[Dataset rows]
##############################

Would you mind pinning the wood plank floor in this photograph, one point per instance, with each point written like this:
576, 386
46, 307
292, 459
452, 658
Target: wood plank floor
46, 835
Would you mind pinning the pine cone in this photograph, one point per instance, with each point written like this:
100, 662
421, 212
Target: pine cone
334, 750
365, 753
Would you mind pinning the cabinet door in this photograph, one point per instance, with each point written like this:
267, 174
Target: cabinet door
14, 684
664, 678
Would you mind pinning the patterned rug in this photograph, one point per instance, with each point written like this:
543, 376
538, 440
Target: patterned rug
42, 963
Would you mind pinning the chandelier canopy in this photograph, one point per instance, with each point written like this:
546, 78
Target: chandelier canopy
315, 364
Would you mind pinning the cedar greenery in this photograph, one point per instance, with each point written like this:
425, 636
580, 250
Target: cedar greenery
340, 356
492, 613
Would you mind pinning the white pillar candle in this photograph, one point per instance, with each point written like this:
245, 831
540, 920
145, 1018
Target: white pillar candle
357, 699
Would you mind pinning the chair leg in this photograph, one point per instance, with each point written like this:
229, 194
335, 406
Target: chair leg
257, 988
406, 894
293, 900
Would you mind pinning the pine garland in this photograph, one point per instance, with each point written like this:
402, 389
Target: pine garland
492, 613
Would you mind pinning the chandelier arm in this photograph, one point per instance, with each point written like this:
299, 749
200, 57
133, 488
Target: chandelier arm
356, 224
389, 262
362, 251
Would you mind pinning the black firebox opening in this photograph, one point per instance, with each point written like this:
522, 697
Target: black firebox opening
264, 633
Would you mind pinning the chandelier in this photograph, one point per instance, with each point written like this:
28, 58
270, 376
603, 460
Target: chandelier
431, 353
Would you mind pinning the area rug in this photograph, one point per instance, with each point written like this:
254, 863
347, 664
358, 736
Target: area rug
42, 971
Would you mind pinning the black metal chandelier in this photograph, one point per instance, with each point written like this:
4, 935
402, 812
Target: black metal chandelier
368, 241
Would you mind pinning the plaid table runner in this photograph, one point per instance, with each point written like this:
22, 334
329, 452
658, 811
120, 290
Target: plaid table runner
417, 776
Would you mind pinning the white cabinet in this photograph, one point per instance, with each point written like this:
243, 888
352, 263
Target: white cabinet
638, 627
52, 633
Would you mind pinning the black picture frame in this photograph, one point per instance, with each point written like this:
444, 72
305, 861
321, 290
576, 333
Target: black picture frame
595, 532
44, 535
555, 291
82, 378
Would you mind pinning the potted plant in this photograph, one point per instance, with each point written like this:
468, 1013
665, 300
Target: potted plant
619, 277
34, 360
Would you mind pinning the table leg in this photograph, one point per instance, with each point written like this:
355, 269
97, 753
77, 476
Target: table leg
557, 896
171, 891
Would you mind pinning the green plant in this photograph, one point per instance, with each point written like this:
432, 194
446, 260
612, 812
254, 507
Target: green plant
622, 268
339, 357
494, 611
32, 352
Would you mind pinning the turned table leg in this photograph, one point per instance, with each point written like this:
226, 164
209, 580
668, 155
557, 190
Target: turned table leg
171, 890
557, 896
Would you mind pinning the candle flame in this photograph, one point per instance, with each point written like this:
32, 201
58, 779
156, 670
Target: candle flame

##############################

» **The request**
Print every entry exactly as it appears.

» **Answer to the problem**
Would you mind pinning the wood plank floor in this photograph, one point per instance, with each point written like this:
576, 386
46, 307
292, 459
452, 658
Target: wood plank floor
46, 835
Would you mind pinning the pine cone in this photograph, one point per instance, with each point written like this:
100, 662
421, 212
Target: pine cone
334, 750
365, 753
Would you mind pinning the cabinet door in this photograph, one point per instance, with each point written like this:
267, 174
Target: cabinet door
14, 684
664, 678
Would you mind pinning the patterned rug in this photograph, one point per instance, with each point written like this:
543, 376
538, 440
Target: patterned rug
42, 963
Would you mind pinning the chandelier canopy in this photograph, one point per instance, with each point written like this:
546, 78
Target: chandelier canopy
315, 364
Would you mind pinning the cedar greenery in this photograph, one point per instance, with each point written like this:
425, 636
580, 250
Target: cedar greenery
340, 356
492, 613
Would you mind pinning the white pillar candle in this photograph, one point per instance, with each point written like this:
245, 831
540, 920
145, 1018
Target: white pillar candle
357, 699
Would you mind pinning the chair leg in this photograph, one point per instance, with each point written like this:
229, 194
335, 406
Target: chair leg
257, 988
406, 894
293, 900
Would you mind pinning the pine garland in this photograph, one point per instance, with each point written like this:
402, 389
Target: pine garland
492, 613
Would you mind pinning the chandelier arm in this photograph, one point per instance, with each point written like this:
299, 749
200, 57
133, 488
Target: chandelier arm
356, 224
389, 262
362, 251
Would you mind pinning the black firebox opening in this photograph, one point per instance, with each point written like this:
522, 697
Target: black firebox opening
264, 633
Would you mind pinning the chandelier in this photograph, one point per instance, with each point written like this:
28, 58
270, 376
603, 460
Target: chandelier
431, 353
Would you mind pinning the area rug in this photograph, one point per instance, with each point written like this:
254, 863
347, 664
358, 736
Target: area rug
42, 971
Would you mind pinning the black metal chandelier in this photograph, one point per instance, with each point written like this:
4, 935
402, 812
Target: black metal chandelier
368, 241
Would you mind pinning the plaid table runner in this photograph, one point per instance, with each point written like this:
22, 334
329, 452
658, 811
120, 290
Target: plaid table runner
417, 776
Would you mind pinning the white cabinet in this photograph, one point per instance, with each point written like this:
243, 888
352, 263
Target: white cabinet
638, 627
52, 633
Would you mind pinning the black picture frame in this photograph, one point per instance, with each point written like this:
444, 72
305, 861
321, 290
576, 333
Target: black picture frame
595, 532
44, 535
555, 291
82, 378
Would you mind pinning the potted plant in this photograph, one point per instance, with each point written like this:
468, 1013
665, 300
Target: potted plant
619, 277
34, 360
Would you mind pinning the table leg in this photograph, one point per instance, with each point written like this:
355, 269
97, 753
77, 476
Target: table leg
557, 896
171, 891
Would you mind pinning the green plant in this photograph, one point per instance, with each point written like this:
432, 194
446, 260
612, 812
254, 507
Target: green plant
622, 268
339, 357
494, 611
32, 352
Would you mind pinning the turned table leg in this photograph, one point per instance, with each point written like this:
226, 164
209, 580
668, 155
557, 190
Target: turned table leg
171, 890
557, 896
Would you mind pinning the candle flame in this photograph, one point per instance, with each point written like this:
32, 201
58, 779
156, 670
Target: candle flame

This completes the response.